↓↓↓

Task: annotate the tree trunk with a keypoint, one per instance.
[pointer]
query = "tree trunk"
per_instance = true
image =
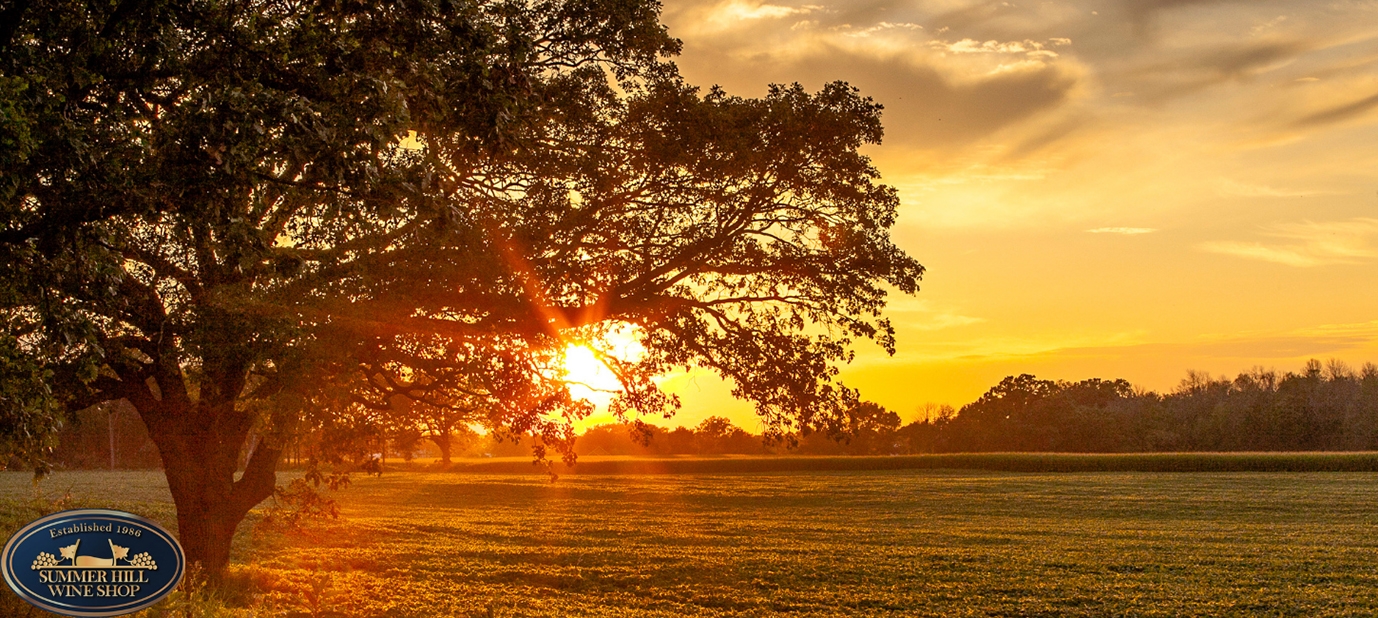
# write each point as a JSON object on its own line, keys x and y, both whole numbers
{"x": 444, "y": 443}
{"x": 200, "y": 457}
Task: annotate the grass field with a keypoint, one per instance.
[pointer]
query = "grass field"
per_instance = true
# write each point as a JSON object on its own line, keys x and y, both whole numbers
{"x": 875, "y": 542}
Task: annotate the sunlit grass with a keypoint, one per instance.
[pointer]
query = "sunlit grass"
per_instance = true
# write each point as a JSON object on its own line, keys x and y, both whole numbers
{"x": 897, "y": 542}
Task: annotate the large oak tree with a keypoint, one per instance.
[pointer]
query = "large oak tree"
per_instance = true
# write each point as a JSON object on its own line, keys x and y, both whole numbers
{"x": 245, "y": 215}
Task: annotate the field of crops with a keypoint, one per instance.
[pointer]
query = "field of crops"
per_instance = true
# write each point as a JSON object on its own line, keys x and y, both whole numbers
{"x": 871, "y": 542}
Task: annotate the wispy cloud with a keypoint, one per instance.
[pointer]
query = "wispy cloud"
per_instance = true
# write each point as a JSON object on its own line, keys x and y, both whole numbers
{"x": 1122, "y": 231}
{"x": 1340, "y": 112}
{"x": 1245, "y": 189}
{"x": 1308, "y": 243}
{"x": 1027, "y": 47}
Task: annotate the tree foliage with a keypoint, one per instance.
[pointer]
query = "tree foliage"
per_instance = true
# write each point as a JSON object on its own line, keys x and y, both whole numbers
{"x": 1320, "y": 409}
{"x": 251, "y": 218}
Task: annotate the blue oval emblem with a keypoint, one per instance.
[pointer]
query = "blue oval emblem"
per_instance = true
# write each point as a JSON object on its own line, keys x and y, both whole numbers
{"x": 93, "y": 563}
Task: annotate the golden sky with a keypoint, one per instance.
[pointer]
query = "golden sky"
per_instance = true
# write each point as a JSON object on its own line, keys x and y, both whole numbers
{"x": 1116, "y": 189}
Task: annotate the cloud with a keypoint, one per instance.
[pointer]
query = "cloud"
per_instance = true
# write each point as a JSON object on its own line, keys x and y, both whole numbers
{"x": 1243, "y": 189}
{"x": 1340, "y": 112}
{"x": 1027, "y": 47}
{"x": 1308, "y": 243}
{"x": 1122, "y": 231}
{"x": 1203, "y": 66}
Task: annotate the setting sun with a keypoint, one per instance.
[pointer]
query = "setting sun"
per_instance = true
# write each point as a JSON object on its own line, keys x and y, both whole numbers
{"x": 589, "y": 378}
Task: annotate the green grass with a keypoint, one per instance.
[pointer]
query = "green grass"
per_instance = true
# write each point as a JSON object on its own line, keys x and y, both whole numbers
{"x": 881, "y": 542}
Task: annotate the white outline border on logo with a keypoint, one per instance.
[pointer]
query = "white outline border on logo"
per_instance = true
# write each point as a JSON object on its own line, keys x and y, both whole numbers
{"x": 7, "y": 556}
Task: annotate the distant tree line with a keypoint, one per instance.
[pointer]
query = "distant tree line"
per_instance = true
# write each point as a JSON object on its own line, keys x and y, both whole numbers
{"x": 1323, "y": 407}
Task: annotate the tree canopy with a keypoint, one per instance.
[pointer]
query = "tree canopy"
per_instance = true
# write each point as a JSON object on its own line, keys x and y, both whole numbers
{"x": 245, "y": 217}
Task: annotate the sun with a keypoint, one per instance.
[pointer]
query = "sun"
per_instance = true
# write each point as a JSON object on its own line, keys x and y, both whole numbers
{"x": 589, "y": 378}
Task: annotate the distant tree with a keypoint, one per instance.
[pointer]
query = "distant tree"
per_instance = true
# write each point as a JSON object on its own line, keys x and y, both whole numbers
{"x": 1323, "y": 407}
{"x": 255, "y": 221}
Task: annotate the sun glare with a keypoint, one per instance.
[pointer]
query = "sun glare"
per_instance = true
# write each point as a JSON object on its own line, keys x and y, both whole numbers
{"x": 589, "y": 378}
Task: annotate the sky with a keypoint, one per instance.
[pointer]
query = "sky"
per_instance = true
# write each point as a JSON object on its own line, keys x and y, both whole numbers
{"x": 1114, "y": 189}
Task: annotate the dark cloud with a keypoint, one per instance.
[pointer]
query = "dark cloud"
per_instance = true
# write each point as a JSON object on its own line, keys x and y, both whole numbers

↑↑↑

## TASK DIRECTIONS
Starting from the line with "Task: annotate the distant tree with" and ending with the final line of the data, quote every line exactly, both ends included.

## ANSWER TO THE EXERCISE
Task: annotate the distant tree with a keypoint, one per instance.
[pointer]
query = "distant tree"
per_instance = true
# write each point as a JSON object on its own line, keys x and y, both whole numbers
{"x": 1323, "y": 407}
{"x": 255, "y": 221}
Task: annotate the sun glare with a keypoint, one per instance.
[pointer]
query = "sun glare"
per_instance = true
# write each point as a JSON object on its own line, keys x and y, both whole numbers
{"x": 589, "y": 378}
Task: annotate the sky with a keypoint, one per instance.
[pointer]
query = "sky"
per_instance = true
# write each point as a JSON object on its own line, keys x and y, both whole numbers
{"x": 1114, "y": 189}
Task: annotate the dark cloud with a keypoint, one per instance.
[pointer]
query = "dark cloud"
per_instance = true
# write each point as a JSON object on its own line, keys x and y, both whole numbers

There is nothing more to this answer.